- _EXERCISE INSTRUCTIONS_
#1 Rewrite everything in the editorial on New York pension costs from "The center does" down to "even state average).", replacing "annual" with "yearly".
#2 List every dollar amount that appears in the editorial on New York pension costs.
#3 Continue the editorial on New York pension costs after its last sentence.

=== DOCUMENT EXCERPT ===

Editor's note: This editorial is partly based on a new report by EJ McMahon and Josh McGee, The Never-Ending Hangover: How New York City's Pension Costs Threaten Its Future
The latest Empire Center for Public Policy report on New York’s soaring pension costs focuses on six-figure retiree payouts, which have now crossed the 3,000 mark. It’s a telling sign of how public employees continue to collect benefits far greater than most private-sector workers — at a huge cost to the taxpayers.
The center does an annual update on retirees who qualify for at least $100,000 a year in a public pension. Many of the latest additions are Long Island police and firefighters (whose salaries are also well above the national and even state average).
The biggest pension went to Dr. Shashikant Lele, a former senior staff member at Roswell Park Cancer Institute, who was eligible to collect $436,356, according to SeeThroughNY, the Empire Center’s transparency Web site.
“The number of taxpayer-supported six-figure pensions is going to keep growing,” said Tim Hoefer, the center’s executive director. “Every year Albany waits to modernize our public retirement system and place new employees in a more sustainable defined-contribution plan puts our children and grandchildren on the hook for more future risk.”
In parts of the state, that risk is stiff: The city estimates its total unfunded pension liability at $65 billion, but the Manhattan Institute’s E.J. McMahon and Josh McGee warn that it’s likely closer to $142 billion.

=== DATA EXTRACTS ===

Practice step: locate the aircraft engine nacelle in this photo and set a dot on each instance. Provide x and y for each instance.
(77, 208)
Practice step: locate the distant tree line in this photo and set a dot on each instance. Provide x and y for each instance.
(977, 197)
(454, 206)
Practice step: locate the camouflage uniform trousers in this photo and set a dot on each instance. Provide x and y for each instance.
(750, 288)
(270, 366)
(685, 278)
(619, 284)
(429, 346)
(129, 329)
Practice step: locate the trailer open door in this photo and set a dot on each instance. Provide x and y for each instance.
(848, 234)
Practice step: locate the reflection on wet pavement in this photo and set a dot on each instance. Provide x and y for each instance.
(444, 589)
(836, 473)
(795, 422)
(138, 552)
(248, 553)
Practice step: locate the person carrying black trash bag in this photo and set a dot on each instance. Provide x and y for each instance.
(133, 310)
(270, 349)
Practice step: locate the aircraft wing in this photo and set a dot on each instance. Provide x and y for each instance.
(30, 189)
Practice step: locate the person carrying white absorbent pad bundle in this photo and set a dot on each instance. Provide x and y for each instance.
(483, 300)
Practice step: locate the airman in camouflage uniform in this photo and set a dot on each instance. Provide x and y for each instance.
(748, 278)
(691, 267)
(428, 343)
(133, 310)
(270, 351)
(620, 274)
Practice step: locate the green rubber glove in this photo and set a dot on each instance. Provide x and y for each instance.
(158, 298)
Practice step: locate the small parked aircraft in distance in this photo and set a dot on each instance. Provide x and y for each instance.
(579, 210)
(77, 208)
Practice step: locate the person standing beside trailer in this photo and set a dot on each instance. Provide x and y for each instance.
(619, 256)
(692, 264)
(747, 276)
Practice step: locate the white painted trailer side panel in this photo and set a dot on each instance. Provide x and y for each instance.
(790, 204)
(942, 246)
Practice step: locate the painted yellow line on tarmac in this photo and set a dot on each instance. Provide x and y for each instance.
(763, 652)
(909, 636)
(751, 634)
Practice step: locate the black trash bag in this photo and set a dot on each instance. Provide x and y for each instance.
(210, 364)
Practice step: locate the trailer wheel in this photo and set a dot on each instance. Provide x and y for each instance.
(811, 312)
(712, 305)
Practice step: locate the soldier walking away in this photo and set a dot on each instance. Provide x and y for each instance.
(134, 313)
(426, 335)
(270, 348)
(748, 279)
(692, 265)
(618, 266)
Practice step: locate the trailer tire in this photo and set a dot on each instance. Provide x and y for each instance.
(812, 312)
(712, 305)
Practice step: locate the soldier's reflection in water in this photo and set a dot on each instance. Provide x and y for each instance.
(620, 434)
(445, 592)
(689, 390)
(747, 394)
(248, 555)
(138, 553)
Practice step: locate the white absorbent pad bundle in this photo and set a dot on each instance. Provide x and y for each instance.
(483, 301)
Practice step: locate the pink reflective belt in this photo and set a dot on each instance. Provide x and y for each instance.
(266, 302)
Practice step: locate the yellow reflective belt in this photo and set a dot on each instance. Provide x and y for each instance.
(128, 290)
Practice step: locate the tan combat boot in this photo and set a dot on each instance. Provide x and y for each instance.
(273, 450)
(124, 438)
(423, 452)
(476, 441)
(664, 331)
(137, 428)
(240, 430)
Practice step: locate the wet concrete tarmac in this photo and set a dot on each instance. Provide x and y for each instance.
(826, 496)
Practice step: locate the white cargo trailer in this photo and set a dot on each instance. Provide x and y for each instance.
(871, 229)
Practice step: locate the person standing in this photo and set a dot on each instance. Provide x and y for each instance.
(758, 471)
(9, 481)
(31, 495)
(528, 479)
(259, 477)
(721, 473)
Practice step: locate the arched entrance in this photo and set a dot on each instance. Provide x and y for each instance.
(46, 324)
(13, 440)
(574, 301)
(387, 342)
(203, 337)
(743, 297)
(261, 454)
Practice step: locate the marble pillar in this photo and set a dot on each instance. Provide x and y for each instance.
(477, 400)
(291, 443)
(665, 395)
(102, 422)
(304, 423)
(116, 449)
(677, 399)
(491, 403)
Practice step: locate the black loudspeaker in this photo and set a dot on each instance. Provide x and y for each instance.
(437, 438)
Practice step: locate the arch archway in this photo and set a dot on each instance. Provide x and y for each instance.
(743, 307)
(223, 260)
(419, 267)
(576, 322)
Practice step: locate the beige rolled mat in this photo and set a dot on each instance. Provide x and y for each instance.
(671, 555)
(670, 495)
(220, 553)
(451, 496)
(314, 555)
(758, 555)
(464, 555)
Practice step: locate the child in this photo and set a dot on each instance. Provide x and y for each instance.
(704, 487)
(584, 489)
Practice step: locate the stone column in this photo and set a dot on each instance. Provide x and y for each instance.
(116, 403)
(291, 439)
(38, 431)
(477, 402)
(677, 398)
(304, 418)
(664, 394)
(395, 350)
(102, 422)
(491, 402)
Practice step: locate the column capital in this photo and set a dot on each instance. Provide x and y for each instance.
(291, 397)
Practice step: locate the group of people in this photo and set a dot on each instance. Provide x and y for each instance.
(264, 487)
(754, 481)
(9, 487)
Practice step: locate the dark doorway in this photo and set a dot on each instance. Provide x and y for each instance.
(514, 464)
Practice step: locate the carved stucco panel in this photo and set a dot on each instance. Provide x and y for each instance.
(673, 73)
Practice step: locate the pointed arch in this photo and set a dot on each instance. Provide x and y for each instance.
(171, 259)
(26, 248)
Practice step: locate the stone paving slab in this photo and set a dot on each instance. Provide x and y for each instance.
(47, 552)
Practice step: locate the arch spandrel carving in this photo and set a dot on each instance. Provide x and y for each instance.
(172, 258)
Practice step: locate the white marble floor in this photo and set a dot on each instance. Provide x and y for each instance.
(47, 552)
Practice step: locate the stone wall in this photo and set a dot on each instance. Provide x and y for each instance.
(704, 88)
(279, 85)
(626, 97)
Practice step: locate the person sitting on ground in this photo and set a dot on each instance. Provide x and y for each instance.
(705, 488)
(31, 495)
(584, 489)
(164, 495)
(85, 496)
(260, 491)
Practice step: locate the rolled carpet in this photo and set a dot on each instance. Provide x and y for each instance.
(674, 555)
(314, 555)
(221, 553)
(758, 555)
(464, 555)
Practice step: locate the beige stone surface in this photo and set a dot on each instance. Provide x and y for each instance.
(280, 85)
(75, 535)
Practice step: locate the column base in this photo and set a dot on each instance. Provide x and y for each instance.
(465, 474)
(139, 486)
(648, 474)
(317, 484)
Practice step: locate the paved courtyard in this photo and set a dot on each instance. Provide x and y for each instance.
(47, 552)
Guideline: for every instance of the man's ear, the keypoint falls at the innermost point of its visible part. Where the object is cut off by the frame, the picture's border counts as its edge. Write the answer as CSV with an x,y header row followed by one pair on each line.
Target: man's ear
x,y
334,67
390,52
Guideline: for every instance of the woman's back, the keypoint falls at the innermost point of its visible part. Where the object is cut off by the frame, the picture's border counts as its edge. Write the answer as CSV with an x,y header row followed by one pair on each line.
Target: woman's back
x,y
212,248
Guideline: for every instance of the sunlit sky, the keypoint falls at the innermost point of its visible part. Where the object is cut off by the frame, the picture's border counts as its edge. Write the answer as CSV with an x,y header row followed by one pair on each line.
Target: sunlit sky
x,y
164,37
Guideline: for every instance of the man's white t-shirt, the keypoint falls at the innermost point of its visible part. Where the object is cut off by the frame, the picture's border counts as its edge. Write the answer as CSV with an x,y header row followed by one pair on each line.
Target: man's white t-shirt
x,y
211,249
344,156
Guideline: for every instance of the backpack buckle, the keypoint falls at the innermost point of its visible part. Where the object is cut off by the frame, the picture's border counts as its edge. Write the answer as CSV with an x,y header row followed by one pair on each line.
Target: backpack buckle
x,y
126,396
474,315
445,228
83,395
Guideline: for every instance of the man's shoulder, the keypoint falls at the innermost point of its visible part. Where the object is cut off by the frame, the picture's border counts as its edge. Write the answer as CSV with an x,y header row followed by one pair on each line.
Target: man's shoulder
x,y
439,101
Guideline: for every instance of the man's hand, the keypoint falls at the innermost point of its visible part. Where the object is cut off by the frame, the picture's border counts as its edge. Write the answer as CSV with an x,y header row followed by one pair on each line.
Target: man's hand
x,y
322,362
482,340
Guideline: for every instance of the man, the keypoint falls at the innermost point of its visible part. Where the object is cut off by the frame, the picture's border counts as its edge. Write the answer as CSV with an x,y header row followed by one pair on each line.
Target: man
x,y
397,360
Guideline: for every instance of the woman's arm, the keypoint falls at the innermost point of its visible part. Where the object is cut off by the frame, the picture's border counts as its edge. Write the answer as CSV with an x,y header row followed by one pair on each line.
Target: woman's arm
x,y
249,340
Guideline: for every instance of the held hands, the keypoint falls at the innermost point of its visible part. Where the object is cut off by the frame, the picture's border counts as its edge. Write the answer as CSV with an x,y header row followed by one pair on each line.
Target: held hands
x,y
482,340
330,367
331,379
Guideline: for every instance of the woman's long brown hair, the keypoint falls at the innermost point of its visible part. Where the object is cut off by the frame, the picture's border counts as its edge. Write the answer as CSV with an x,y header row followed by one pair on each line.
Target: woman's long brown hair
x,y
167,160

===

- _OUTPUTS IN ORDER_
#1
The center does an yearly update on retirees who qualify for at least $100,000 a year in a public pension. Many of the latest additions are Long Island police and firefighters (whose salaries are also well above the national and even state average).

#2
- $100,000
- $436,356
- $65 billion
- $142 billion

#3
Why the gap? The city (like governments across the state) unrealistically assumes a long-term return on pension-fund investments of 7 percent.
Yet, even without socking enough away for the future, the city has to devote ever more of its budget to pensions — 11 percent ($9.6 billion) this year, up from about 3 percent in 2001.
The same thing is happening across the state: In the decade 2005-15, yearly taxpayer contributions to the state Teachers’ Retirement System and the State and Local Retirement System more than doubled, from $3.7 billion to $8.4 billion.
That’s cash that can’t go for schools, parks, subways or anything else. And none of this includes the billions more needed to cover health-care promises for retired public employees.
As Hoefer notes, it’s up to the Legislature and the governor to fix this mess. Sadly, they’d rather appease the politically powerful public-employee unions and leave it to future politicians to deal with it all after it’s become a full-blown crisis.